>> Start Available records
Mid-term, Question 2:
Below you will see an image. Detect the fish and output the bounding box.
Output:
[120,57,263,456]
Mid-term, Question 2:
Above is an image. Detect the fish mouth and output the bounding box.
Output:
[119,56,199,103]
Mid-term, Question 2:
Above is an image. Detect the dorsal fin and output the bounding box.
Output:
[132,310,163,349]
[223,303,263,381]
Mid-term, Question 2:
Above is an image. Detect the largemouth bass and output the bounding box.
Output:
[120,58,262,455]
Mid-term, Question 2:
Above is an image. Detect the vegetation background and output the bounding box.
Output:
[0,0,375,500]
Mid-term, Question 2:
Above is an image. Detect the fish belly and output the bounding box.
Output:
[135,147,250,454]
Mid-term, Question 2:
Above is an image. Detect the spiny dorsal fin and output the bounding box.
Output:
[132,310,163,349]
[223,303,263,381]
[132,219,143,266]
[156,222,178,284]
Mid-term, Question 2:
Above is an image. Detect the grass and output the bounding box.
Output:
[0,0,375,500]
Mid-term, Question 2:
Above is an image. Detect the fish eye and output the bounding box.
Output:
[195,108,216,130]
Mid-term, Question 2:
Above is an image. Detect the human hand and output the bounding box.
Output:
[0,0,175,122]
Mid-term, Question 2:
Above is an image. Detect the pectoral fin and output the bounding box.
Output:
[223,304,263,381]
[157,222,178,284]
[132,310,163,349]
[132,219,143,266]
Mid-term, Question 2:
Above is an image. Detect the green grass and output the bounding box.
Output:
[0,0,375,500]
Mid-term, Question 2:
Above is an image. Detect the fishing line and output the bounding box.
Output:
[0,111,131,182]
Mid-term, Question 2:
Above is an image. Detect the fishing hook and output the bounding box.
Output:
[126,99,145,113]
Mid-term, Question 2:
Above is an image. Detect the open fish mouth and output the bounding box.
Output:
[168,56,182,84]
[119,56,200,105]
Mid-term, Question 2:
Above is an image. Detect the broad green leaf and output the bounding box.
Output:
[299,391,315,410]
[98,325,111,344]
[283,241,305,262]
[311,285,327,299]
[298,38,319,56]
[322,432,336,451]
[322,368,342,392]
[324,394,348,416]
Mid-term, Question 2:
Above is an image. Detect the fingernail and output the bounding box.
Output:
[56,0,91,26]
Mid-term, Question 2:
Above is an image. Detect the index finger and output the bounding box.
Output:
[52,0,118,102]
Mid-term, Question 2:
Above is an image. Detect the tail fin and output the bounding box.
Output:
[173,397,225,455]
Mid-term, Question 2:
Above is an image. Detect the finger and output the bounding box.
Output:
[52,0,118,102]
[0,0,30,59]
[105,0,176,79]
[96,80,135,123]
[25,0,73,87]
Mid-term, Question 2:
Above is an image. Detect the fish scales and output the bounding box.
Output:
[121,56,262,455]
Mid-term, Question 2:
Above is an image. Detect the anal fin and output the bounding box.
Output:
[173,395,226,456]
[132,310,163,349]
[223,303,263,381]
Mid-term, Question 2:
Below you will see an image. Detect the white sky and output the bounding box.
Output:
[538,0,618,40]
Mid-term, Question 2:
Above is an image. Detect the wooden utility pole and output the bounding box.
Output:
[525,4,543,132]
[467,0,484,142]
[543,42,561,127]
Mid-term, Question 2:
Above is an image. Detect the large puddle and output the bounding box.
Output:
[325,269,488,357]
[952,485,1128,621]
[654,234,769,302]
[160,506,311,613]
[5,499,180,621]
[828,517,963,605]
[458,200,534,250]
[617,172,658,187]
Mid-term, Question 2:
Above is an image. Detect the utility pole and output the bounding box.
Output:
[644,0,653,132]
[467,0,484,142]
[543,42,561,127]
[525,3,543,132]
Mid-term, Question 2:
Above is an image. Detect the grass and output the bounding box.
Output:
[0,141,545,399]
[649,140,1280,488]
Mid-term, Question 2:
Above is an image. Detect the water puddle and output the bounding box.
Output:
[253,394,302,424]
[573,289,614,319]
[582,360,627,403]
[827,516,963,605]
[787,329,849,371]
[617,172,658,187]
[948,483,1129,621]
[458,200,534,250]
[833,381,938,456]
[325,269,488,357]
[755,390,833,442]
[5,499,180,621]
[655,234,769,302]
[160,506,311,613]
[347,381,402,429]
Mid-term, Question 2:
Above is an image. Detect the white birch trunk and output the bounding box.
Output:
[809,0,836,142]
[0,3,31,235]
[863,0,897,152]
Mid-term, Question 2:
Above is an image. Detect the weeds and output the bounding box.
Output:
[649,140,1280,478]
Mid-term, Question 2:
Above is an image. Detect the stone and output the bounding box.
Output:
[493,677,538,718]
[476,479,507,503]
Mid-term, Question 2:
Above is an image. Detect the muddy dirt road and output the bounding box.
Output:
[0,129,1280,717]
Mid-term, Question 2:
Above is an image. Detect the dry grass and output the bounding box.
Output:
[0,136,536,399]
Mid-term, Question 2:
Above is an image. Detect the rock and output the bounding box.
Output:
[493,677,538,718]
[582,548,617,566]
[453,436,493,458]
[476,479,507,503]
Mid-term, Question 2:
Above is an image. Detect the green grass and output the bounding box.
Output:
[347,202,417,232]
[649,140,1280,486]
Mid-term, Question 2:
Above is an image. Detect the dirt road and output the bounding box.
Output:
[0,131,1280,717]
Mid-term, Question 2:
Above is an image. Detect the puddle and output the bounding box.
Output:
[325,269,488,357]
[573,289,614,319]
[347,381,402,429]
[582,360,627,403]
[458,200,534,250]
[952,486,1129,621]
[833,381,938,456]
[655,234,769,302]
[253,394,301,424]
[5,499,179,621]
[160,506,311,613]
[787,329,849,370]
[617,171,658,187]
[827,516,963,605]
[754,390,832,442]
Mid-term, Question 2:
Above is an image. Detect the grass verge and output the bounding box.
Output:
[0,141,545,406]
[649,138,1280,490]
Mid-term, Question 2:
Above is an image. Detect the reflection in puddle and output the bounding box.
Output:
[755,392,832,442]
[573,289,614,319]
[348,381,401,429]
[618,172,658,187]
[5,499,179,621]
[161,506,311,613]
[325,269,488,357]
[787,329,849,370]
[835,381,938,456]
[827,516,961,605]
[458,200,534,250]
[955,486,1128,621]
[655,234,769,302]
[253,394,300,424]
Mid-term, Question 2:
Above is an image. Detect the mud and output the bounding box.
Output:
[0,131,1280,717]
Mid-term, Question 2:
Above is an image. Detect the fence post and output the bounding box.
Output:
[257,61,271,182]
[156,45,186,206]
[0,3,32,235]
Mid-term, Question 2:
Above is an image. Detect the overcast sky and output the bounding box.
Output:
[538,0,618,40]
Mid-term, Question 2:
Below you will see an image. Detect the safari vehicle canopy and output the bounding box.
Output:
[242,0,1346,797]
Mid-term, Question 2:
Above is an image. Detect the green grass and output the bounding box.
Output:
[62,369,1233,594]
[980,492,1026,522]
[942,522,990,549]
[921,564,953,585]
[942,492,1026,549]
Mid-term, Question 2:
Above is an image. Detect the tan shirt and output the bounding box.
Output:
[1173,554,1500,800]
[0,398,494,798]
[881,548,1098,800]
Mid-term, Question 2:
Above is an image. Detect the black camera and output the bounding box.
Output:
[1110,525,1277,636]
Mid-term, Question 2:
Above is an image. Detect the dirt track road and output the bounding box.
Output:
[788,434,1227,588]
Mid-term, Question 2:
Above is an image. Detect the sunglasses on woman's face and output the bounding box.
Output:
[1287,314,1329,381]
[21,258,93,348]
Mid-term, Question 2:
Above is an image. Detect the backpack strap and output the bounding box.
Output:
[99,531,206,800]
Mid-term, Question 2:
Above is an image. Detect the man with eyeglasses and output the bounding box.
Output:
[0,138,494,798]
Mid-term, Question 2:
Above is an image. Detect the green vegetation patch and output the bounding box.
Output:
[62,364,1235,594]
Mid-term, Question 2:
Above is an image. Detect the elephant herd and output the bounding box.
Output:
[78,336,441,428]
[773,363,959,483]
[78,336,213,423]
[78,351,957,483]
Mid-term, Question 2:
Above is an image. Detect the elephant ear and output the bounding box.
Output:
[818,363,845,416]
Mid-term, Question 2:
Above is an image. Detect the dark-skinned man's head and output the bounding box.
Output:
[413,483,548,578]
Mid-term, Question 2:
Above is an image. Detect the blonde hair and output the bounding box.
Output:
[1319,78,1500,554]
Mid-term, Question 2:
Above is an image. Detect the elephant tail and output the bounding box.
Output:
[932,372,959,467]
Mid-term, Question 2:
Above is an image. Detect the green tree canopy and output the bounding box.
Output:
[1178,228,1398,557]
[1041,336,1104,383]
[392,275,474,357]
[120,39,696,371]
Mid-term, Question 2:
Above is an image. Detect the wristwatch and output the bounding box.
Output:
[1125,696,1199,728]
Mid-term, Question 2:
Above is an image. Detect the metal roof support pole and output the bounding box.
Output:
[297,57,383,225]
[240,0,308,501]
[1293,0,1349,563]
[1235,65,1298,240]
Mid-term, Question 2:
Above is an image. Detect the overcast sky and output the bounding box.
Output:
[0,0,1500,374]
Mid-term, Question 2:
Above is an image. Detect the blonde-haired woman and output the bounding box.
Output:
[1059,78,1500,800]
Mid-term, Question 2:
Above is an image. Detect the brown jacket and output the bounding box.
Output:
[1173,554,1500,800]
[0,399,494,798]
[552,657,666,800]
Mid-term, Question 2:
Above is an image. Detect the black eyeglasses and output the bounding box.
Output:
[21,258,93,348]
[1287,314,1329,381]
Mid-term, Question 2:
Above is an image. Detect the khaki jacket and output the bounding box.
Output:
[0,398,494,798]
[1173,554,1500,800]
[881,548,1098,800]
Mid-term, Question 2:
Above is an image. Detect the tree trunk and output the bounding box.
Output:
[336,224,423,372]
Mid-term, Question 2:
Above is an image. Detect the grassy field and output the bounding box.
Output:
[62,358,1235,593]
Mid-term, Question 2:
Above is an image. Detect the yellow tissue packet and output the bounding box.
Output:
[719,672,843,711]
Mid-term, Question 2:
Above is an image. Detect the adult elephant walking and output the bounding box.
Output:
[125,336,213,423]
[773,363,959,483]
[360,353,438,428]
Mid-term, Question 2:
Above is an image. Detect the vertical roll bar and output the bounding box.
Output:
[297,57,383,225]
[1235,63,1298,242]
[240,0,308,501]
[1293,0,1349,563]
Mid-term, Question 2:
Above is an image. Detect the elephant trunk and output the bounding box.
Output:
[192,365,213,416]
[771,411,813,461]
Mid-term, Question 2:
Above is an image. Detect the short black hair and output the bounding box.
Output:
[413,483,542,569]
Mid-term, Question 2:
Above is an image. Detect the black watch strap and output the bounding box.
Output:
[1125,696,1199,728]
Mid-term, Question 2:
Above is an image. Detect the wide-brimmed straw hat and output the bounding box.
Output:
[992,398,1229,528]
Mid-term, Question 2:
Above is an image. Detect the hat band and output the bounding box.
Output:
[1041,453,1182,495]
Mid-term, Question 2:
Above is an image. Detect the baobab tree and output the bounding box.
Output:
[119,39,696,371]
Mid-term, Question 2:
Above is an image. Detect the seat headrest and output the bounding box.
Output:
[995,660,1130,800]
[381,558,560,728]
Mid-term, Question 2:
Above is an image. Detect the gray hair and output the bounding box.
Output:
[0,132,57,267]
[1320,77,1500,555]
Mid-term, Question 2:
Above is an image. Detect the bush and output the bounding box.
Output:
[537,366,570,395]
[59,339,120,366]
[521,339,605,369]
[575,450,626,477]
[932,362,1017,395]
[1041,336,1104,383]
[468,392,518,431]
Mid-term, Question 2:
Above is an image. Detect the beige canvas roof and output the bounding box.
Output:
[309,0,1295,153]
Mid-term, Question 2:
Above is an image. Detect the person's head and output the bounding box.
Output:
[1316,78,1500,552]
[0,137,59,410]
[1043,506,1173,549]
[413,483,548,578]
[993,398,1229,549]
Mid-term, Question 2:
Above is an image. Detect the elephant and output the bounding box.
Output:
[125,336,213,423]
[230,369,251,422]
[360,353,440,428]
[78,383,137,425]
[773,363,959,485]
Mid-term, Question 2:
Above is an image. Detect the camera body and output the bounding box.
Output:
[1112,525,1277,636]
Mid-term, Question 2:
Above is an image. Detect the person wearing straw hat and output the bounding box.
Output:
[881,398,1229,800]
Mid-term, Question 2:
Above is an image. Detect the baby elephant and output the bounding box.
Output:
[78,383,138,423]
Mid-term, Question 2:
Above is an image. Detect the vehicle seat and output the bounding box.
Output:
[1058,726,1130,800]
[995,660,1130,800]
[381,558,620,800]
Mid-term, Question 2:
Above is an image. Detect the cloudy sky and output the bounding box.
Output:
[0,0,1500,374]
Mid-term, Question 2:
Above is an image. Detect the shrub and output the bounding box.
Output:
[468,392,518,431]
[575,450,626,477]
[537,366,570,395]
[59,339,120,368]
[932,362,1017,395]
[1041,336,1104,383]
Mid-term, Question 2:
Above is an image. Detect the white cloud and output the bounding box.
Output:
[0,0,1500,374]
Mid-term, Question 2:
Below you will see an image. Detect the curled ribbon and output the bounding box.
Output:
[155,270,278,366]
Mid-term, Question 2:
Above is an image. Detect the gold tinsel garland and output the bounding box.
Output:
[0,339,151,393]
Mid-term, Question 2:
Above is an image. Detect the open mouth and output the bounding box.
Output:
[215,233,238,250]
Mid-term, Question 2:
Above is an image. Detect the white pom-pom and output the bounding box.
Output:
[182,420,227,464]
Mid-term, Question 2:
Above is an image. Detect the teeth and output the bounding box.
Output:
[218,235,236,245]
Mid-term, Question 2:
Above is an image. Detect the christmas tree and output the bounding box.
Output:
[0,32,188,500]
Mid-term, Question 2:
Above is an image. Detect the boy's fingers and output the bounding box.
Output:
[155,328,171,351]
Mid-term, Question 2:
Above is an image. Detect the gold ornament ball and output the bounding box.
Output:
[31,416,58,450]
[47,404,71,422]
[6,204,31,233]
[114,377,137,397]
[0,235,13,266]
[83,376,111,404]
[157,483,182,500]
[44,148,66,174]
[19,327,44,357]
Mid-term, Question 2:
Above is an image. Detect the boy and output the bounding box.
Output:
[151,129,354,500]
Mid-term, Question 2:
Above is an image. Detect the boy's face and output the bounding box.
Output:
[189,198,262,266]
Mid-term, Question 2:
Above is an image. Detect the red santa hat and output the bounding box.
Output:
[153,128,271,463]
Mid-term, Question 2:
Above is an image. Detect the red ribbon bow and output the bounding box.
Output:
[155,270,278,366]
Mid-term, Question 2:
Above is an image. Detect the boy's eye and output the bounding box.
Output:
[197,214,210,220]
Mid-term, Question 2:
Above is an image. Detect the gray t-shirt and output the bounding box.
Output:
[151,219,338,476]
>> End Available records
What you are asked to do. Pick out each line in the data above that contains the word "tail" and copy those lines out in full.

Complete output.
Above is an image. Detect the tail fin and output the bounding box.
Above is an image. Detect the elephant tail and output the bounding box.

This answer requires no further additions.